- _Document excerpt_
Sunday, March 21, 2010

I'm a millionaire! (If I lived in Germany...in 1923...)


A couple of weeks ago, while my mother was out visiting the Pioneer Valley, we wandered into a local bookstore and picked up a nice copy of the first full-English translation of Robert Burton’s essential early modern pseudo-psychology treatise, The Anatomy of Melancholy (ed. Floyd Dell and Paul Jordan-Smith; New York: Tudor Publishing Company, 1938). I was intrigued by the book for academic reasons, but also because of a fascinating insert I noted as I flipped through it in the store.


When we got back home and started browsing through the book, we found several more of these peculiar inserts, apparently serving as bookmarks that had been long forgotten by some previous owner of the book (perhaps “Gladys L. Wheeler”, whose bookplate is inside the front cover; see below). Altogether, there were twelve colorful, well-preserved German bank notes in the book, spanning a period from 1908 through 1923. These important pieces of paper currency chronicle an extremely tumultuous and formative fifteen-year period in the history of the German nation, covering the transition from the imperial government (1874-1918) to the Weimar Republic (1918-1933) and the years before, during, and after World War I.


In chronological order, the Reichsbanknotes we found were the following:


100 marks: serial number 3684867H; Berlin, 7 February 1908 (10cm x 16cm)




100 marks: serial number G0220597; Berlin, 21 April 1910 (10cm x 20.5cm); two of these




1,000 marks: serial number 3256531K; Berlin, 21 April 1910 (11cm x 18.5cm)




50 marks: serial number 437438; Berlin, 24 June 1919 (10.25cm x 15.25cm)




10,000 marks: serial number U01369332; Berlin, 19 January 1922 (10cm x 18cm)



500 marks: serial number S8694405; Berlin, 7 July 1922 (9cm x 17.5cm)




50,000 marks: serial number 18N619250; Berlin, 19 November 1922 (11cm x 19cm)




5,000 marks: serial number K480537; Berlin, 2 December 1922 (9cm x 13cm)




20,000 marks: serial number 788021; Berlin, 20 February 1923 (9.5cm x 16cm)




2,000,000 marks: serial number 082710; Berlin, 23 July 1923 (8.75cm x 16.25cm)




In addition, there was a Darlehnskassenscheine note:


20 marks: serial number R7518630; Berlin, 20 February 1918 (9cm x 14cm)

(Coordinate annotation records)
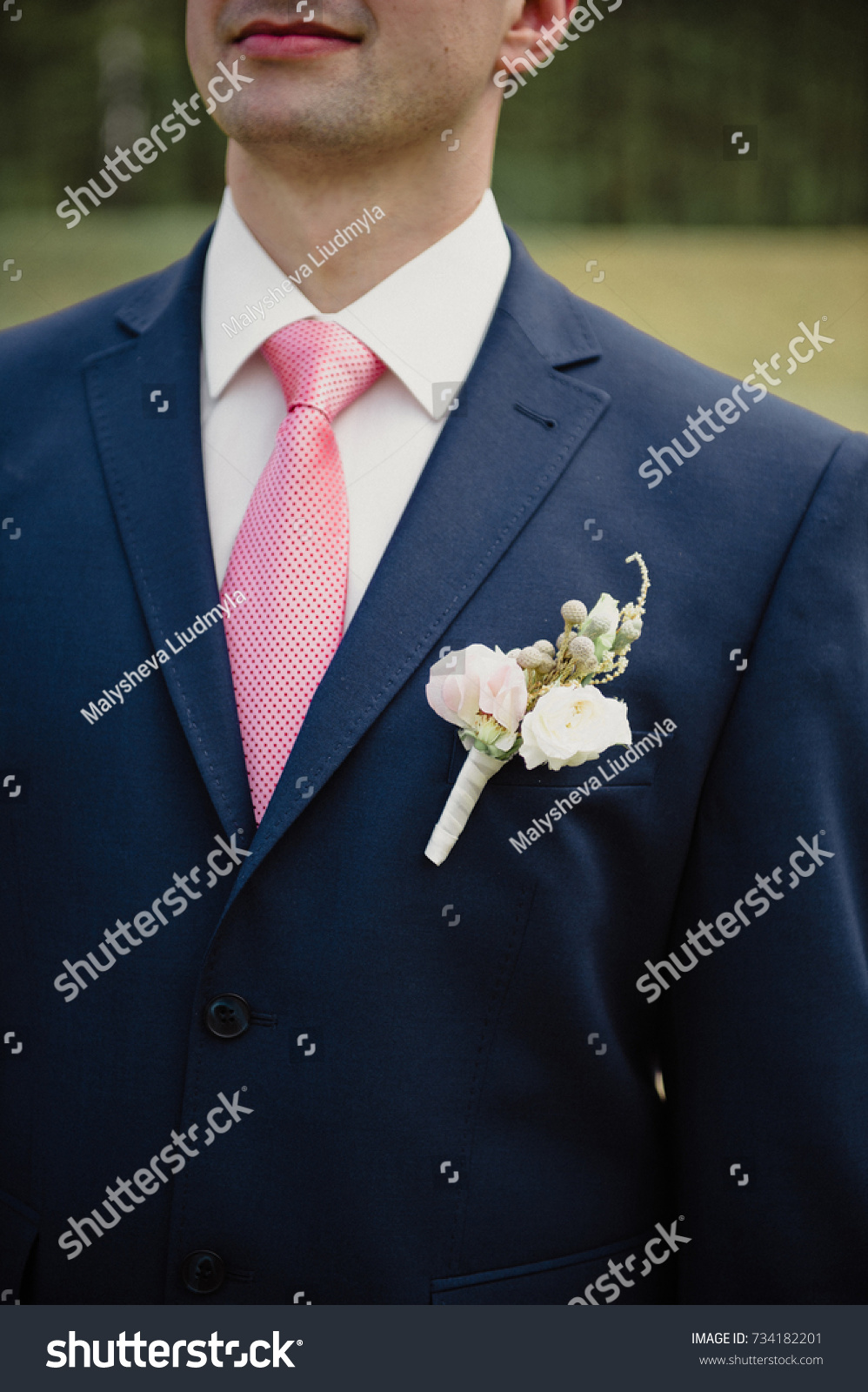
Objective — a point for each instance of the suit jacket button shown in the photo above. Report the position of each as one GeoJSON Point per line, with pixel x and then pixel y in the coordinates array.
{"type": "Point", "coordinates": [227, 1016]}
{"type": "Point", "coordinates": [204, 1273]}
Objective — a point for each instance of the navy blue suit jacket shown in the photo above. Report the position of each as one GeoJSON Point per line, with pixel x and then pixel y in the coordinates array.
{"type": "Point", "coordinates": [445, 1088]}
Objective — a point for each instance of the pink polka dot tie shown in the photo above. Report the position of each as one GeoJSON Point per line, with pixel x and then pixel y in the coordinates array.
{"type": "Point", "coordinates": [291, 554]}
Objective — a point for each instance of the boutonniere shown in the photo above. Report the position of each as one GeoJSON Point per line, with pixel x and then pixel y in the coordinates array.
{"type": "Point", "coordinates": [540, 700]}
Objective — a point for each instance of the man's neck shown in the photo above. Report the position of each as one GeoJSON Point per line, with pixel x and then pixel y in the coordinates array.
{"type": "Point", "coordinates": [292, 209]}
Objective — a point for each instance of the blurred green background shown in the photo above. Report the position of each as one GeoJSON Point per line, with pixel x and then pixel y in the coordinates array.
{"type": "Point", "coordinates": [614, 155]}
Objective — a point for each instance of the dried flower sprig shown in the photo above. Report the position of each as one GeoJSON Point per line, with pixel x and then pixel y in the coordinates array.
{"type": "Point", "coordinates": [591, 649]}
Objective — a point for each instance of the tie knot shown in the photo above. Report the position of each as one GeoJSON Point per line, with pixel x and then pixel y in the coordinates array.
{"type": "Point", "coordinates": [320, 365]}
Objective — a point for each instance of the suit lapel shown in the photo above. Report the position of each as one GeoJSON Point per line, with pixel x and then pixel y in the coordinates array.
{"type": "Point", "coordinates": [489, 473]}
{"type": "Point", "coordinates": [153, 472]}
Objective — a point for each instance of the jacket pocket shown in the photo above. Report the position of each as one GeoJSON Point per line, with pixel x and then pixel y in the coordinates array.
{"type": "Point", "coordinates": [565, 1280]}
{"type": "Point", "coordinates": [18, 1229]}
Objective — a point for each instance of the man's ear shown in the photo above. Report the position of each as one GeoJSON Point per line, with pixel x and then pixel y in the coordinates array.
{"type": "Point", "coordinates": [526, 23]}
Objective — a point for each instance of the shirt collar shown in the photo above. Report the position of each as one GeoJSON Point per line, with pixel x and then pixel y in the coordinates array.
{"type": "Point", "coordinates": [426, 320]}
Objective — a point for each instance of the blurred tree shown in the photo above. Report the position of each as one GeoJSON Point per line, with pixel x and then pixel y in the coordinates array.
{"type": "Point", "coordinates": [624, 125]}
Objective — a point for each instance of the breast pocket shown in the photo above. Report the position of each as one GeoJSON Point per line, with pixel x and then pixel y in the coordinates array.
{"type": "Point", "coordinates": [569, 1280]}
{"type": "Point", "coordinates": [615, 769]}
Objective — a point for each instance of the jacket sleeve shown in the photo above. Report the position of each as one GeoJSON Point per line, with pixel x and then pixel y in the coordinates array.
{"type": "Point", "coordinates": [767, 1034]}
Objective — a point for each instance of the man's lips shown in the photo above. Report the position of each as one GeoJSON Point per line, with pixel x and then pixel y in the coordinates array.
{"type": "Point", "coordinates": [264, 39]}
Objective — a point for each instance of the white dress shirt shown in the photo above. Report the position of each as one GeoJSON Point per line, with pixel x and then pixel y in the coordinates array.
{"type": "Point", "coordinates": [426, 322]}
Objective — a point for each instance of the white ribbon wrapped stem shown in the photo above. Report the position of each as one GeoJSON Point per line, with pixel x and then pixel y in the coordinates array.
{"type": "Point", "coordinates": [476, 772]}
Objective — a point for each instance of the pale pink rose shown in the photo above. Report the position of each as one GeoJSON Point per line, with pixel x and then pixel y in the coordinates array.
{"type": "Point", "coordinates": [478, 681]}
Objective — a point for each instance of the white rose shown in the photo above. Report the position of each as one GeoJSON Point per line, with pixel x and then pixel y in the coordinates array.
{"type": "Point", "coordinates": [572, 724]}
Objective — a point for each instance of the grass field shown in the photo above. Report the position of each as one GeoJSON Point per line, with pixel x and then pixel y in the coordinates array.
{"type": "Point", "coordinates": [724, 296]}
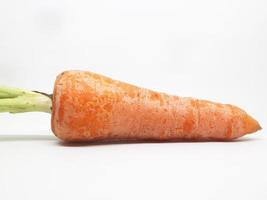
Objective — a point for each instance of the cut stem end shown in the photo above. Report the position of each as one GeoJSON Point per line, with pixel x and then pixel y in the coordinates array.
{"type": "Point", "coordinates": [16, 100]}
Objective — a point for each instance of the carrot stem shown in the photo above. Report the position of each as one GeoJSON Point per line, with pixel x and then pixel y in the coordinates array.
{"type": "Point", "coordinates": [16, 100]}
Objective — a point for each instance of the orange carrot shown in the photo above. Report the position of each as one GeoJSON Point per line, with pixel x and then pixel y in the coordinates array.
{"type": "Point", "coordinates": [88, 107]}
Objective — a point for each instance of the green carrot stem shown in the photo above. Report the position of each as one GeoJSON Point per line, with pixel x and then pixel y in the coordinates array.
{"type": "Point", "coordinates": [16, 100]}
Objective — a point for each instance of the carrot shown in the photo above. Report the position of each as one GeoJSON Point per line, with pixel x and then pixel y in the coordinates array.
{"type": "Point", "coordinates": [88, 107]}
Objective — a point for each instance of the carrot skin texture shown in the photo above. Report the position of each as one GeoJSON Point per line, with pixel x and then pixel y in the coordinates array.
{"type": "Point", "coordinates": [89, 107]}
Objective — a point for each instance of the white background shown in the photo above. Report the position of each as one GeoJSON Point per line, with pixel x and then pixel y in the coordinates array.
{"type": "Point", "coordinates": [208, 49]}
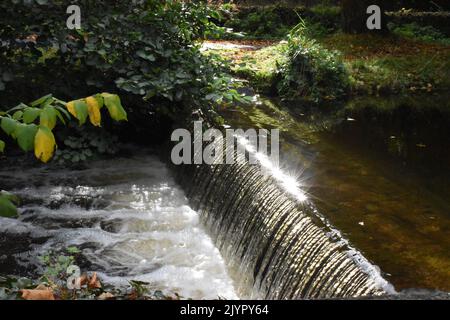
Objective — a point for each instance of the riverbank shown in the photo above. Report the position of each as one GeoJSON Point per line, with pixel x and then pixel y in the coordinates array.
{"type": "Point", "coordinates": [376, 65]}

- _Task list_
A. In the blog post about the German bank notes, how many bank notes were found in the book altogether?
B. Do these statements agree with the blog post about the German bank notes? (i) The book was bought at a local bookstore. (ii) The 50,000 marks note is dated Berlin, 19 November 1922. (iii) The notes span a period from 1910 through 1923. Answer yes or no for each, and quote the deciding words.
C. Extend the blog post about the German bank notes, beginning after its final line.
The entries are separate material and have no connection to the blog post about the German bank notes.

- _Answers to the exercises_
A. Twelve German bank notes were found in the book.

B.
(i) Yes: "we wandered into a local bookstore and picked up a nice copy"
(ii) Yes: "50,000 marks: serial number 18N619250; Berlin, 19 November 1922"
(iii) No: "spanning a period from 1908 through 1923"

C.
Both bills measured their value in reichsmarks (or simply “marks”), though slightly differently. The reichsbanknotes were issued by the central government (first the Imperial Treasury and then, in the Weimar period, the state bank) and carried their value first with gold-backing and then (after Germany left the gold standard) with a pledge of the full faith and backing of the state.The darlehnskassenscheine notes were issued by the state loan offices (only between 1914 and 1918) and were covered by industrial and agricultural goods, rather than bullion; they were, in effect, liquid “cash” borrowed against the material collateral of the nation and useful for paying the immediate costs of the war. Those of you who are really interested in the dirty details of early twentieth-century German monetary policy can find additional information in chapter eight of Elisha Friedman’s International Finance and Its Reorganization (published in 1922, Friedman’s book provides a contemporary, rather than historical, account of Germany’s fiscal woes).


I’m not a numismatist, so my research on these bills has been fairly haphazard. The years prior to the outbreak of World War I saw German monetary policy and value relatively stable; however, with the outbreak of the war, the government soon abandoned the gold standard for its currency and quickly began producing paper bills to meet its extraordinary wartime costs. The result was massive, crippling inflation and the disappearance altogether of coins from the German currency system in the 1910s and 1920s. At the end of 1923, the newly-appointed National Currency Commissioner Horace Schacht instituted a reform program that replaced the worthless reichsmark with the new rentenmark (the value of 1 rentenmark was set at 1 trillion reichsmarks)


Not only were many of these bills worthless then, but even today there are so many out on the market that, as collector’s items, they are generally inexpensive. Rather than think of them as collectible investments, then, I prefer to admire their exquisite art-deco and early twentieth century artwork, the craftsmanship of the printing and paper design (some terrific watermarks [above and right], vibrant inks, and anti-counterfeiting colored threads), the elaborate and almost dynamic teutonic fonts, and, of course, their unique and ultimately unrecoverable relationship to my 1938 edition of The Anatomy of Melancholy.

2 comments:

  1. i got one more from the 1,000 marks: serial number c.4348749; Berlin, 21 April 1910 (11cm x 18.5cm)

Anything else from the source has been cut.